===== TEXTO CITADO =====

En el archivo personal de José Gregorio Paredes, discípulo de Unanue y diseñador de nuestro escudo nacional, descubrí que el también matemático y astrónomo viajó a Santiago de Chile para colaborar en la construcción de un anfiteatro anatómico. Un modelo científico que los fernandinos implementaron en Lima con el apoyo de la autoridad virreinal. Ciertamente, el Perú vivió una etapa innovadora entre colonia y república, cuando se exportaba conocimiento a la región. La politización de la Sociedad Patriótica de Lima, por parte de Bernardo Monteagudo, junto al permanente estado de guerra civil que sobrevino después de la partida de Simón Bolívar, disoció a la ciencia de la construcción estatal, aunque existen notables excepciones en el siglo XIX. Pienso en Mariano Eduardo de Rivero, científico, ingeniero de minas, geólogo, naturalista, químico, anticuario e incluso, para algunos, precursor de nuestra arqueología y pionero de los estudios de ciencias naturales en la región.
El caso del sabio italiano, nacionalizado peruano, Antonio Raimondi, va en similar dirección. Organizador del Museo de Historia Natural y fundador de la facultad de Medicina en San Marcos, Raimondi, además, estuvo a cargo de esa extraordinaria colección de libros sobre la flora, fauna y geología nacional denominada “El Perú”, financiada íntegramente por el Gobierno de Manuel Pardo.

===== DATOS EXTRAÍDOS =====

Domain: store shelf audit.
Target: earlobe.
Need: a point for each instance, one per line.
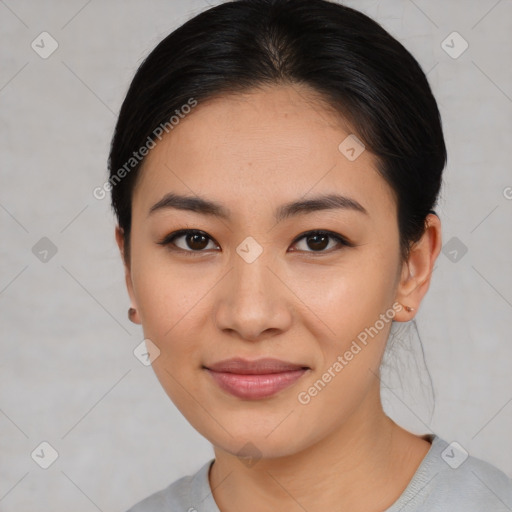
(417, 270)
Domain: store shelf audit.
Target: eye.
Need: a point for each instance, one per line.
(318, 240)
(193, 240)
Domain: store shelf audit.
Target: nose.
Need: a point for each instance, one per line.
(253, 302)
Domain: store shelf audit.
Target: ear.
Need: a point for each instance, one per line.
(417, 270)
(127, 273)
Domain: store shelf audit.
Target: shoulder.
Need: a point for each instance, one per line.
(449, 479)
(183, 494)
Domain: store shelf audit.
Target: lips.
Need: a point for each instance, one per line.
(255, 379)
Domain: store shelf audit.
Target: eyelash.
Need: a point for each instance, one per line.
(171, 237)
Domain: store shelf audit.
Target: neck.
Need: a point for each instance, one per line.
(364, 465)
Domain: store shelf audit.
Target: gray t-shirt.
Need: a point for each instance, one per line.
(447, 480)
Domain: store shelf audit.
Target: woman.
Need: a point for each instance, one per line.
(274, 171)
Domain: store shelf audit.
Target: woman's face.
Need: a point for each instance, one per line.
(254, 286)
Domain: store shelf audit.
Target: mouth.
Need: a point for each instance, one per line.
(253, 380)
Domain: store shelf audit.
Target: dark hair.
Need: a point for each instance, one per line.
(357, 68)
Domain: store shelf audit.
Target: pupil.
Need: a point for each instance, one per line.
(316, 245)
(194, 241)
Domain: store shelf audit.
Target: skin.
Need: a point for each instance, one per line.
(253, 153)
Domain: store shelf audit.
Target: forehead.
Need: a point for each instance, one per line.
(261, 148)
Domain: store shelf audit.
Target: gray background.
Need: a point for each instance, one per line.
(68, 375)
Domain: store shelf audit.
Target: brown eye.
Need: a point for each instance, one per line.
(188, 240)
(318, 241)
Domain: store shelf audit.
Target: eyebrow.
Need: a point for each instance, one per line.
(206, 207)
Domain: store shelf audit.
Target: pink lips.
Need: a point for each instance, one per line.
(255, 379)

=====

◆ **TAREA**:
Copia íntegro y sin cambios el texto sobre los científicos peruanos entre la colonia y la república.

◆ **RESPUESTA**:
En el archivo personal de José Gregorio Paredes, discípulo de Unanue y diseñador de nuestro escudo nacional, descubrí que el también matemático y astrónomo viajó a Santiago de Chile para colaborar en la construcción de un anfiteatro anatómico. Un modelo científico que los fernandinos implementaron en Lima con el apoyo de la autoridad virreinal. Ciertamente, el Perú vivió una etapa innovadora entre colonia y república, cuando se exportaba conocimiento a la región. La politización de la Sociedad Patriótica de Lima, por parte de Bernardo Monteagudo, junto al permanente estado de guerra civil que sobrevino después de la partida de Simón Bolívar, disoció a la ciencia de la construcción estatal, aunque existen notables excepciones en el siglo XIX. Pienso en Mariano Eduardo de Rivero, científico, ingeniero de minas, geólogo, naturalista, químico, anticuario e incluso, para algunos, precursor de nuestra arqueología y pionero de los estudios de ciencias naturales en la región.
El caso del sabio italiano, nacionalizado peruano, Antonio Raimondi, va en similar dirección. Organizador del Museo de Historia Natural y fundador de la facultad de Medicina en San Marcos, Raimondi, además, estuvo a cargo de esa extraordinaria colección de libros sobre la flora, fauna y geología nacional denominada “El Perú”, financiada íntegramente por el Gobierno de Manuel Pardo.